List every line of the entries that contains the word "jacket".

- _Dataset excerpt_
____________________
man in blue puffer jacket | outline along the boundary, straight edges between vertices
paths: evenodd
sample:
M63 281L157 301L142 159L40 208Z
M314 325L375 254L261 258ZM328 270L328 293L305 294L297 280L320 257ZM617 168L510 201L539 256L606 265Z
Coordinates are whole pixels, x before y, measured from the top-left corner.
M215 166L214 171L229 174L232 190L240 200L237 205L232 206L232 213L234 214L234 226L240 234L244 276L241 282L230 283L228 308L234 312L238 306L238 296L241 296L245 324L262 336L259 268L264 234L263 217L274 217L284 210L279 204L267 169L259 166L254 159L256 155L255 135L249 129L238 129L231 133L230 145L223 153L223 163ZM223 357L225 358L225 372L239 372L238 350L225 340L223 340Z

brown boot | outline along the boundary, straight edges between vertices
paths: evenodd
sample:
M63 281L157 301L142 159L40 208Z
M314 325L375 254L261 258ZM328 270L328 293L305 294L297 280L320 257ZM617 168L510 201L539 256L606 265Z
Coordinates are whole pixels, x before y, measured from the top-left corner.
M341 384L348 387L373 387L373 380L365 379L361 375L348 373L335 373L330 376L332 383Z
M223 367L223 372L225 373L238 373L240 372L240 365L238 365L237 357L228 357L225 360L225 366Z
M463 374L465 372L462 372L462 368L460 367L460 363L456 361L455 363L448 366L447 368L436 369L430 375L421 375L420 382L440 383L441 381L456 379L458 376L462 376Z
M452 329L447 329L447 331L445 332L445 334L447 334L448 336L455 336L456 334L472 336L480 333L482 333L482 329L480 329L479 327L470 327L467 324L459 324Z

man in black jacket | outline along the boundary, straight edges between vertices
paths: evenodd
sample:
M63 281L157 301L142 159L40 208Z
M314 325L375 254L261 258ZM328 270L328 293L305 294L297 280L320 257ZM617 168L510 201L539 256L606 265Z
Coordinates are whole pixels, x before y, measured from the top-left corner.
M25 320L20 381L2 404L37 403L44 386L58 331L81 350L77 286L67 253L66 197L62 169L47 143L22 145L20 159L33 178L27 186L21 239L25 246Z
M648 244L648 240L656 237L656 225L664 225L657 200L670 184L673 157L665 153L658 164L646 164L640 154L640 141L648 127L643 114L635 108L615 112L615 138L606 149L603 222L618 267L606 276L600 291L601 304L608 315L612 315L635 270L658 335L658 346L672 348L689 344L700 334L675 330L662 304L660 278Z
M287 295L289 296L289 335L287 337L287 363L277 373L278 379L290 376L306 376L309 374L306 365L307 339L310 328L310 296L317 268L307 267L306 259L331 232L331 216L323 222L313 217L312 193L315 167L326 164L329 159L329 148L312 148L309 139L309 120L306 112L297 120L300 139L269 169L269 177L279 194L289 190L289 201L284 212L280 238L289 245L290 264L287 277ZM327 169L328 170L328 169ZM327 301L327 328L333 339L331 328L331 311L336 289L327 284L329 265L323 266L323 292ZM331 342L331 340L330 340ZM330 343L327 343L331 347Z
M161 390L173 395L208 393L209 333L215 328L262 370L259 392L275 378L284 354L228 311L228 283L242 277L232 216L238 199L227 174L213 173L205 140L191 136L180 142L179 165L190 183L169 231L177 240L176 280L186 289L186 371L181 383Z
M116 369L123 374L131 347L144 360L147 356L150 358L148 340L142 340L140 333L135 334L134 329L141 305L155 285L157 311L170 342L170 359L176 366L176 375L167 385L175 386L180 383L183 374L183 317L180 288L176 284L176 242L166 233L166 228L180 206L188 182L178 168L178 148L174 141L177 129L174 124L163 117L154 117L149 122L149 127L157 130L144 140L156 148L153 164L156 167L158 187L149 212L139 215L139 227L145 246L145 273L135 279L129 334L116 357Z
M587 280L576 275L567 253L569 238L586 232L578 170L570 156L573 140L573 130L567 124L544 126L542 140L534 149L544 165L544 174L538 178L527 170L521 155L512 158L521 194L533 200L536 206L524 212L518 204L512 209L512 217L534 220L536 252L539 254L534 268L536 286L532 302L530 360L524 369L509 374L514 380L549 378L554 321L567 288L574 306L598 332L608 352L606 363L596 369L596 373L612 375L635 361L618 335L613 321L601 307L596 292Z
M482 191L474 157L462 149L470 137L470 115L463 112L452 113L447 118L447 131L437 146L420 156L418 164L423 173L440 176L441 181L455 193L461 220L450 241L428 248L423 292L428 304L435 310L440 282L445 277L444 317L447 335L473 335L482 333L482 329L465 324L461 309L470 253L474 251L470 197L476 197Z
____________________
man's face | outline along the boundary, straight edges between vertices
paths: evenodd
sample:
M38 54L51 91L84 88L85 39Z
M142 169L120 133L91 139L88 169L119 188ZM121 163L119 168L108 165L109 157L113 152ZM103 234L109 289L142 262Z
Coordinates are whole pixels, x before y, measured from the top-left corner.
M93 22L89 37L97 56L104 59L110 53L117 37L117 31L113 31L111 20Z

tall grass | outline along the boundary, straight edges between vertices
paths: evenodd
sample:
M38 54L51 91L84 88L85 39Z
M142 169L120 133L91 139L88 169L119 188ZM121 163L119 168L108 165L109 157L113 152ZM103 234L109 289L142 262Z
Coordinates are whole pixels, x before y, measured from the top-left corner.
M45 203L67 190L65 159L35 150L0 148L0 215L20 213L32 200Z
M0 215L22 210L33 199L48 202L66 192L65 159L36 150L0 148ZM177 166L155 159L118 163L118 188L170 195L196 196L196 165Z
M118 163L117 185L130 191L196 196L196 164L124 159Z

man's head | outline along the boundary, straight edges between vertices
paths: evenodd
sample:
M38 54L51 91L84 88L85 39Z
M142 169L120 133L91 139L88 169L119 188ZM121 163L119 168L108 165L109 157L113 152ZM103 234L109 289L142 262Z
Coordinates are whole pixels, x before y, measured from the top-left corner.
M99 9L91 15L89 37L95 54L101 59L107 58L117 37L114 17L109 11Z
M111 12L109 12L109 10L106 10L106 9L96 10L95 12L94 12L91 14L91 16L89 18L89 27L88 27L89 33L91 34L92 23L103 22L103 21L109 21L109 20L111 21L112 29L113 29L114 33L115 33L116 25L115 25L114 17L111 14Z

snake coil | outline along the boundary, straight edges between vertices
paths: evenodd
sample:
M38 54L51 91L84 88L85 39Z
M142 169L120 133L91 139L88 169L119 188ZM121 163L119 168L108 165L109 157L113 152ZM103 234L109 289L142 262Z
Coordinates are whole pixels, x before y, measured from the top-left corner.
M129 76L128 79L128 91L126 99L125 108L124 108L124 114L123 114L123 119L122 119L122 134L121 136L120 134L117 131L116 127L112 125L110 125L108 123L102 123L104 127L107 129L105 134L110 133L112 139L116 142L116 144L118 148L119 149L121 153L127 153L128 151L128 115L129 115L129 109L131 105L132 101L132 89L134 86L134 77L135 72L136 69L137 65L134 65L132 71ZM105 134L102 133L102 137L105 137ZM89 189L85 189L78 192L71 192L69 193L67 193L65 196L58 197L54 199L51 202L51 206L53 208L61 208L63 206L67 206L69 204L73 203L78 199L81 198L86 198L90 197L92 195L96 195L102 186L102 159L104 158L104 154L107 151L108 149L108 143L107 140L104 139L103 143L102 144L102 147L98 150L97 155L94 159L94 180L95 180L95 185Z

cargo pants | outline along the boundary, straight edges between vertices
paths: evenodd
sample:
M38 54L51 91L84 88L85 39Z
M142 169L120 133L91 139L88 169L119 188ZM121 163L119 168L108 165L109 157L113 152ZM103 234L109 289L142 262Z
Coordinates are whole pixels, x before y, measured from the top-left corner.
____________________
- _ANSWER_
man in blue puffer jacket | outline along the boundary, straight edges between vertices
man in black jacket | outline along the boundary, straight edges between vertices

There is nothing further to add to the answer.